GIVEN INSTRUCTION → Return every line of the records below without any change.

==== DATA EXTRACT

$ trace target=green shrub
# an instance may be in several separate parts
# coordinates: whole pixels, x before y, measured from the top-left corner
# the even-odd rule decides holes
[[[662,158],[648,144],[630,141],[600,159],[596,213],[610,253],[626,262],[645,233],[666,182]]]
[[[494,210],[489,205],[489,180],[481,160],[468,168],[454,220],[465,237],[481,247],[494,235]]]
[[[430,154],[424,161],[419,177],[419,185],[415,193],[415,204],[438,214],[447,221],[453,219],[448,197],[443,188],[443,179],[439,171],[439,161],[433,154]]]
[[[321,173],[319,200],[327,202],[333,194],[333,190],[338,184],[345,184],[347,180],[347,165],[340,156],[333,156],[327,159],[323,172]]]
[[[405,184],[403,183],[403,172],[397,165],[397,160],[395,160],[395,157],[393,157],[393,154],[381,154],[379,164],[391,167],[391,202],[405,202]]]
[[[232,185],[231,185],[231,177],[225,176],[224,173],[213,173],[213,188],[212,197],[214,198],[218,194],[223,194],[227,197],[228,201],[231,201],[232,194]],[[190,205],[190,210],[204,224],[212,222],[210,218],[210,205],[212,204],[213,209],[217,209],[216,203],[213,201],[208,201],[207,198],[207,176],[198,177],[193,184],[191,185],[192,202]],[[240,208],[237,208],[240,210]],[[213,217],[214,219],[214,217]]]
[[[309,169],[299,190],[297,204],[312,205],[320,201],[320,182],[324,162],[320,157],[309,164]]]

========

EXPECTED OUTPUT →
$ trace target=green shrub
# an instance may be in several separate parts
# coordinates: whole pixels, x before y, measured from the top-left corner
# the even-odd rule decides holes
[[[662,158],[648,144],[630,141],[600,159],[596,213],[610,253],[626,262],[645,233],[666,182]]]
[[[494,210],[489,205],[489,180],[481,160],[468,168],[454,220],[465,237],[481,247],[494,235]]]
[[[430,154],[424,161],[419,177],[419,185],[415,193],[415,204],[438,214],[447,221],[453,219],[448,197],[443,188],[443,179],[439,171],[439,161],[433,154]]]
[[[321,173],[319,200],[327,202],[333,194],[333,190],[338,184],[345,184],[347,180],[347,165],[340,156],[333,156],[327,159],[323,172]]]
[[[405,184],[403,183],[403,172],[397,165],[397,160],[395,160],[395,157],[393,157],[393,154],[381,154],[379,164],[391,167],[391,202],[405,202]]]
[[[232,185],[231,185],[231,177],[225,176],[224,173],[213,173],[213,188],[212,197],[214,198],[218,194],[223,194],[227,197],[228,201],[231,201],[232,194]],[[190,205],[190,210],[204,224],[212,222],[210,218],[210,205],[212,204],[213,209],[217,209],[216,203],[213,201],[208,201],[207,198],[207,176],[198,177],[193,184],[191,185],[192,202]],[[240,208],[237,208],[240,210]],[[213,217],[214,219],[214,217]]]
[[[309,169],[299,190],[297,204],[312,205],[320,201],[320,182],[324,162],[320,157],[309,164]]]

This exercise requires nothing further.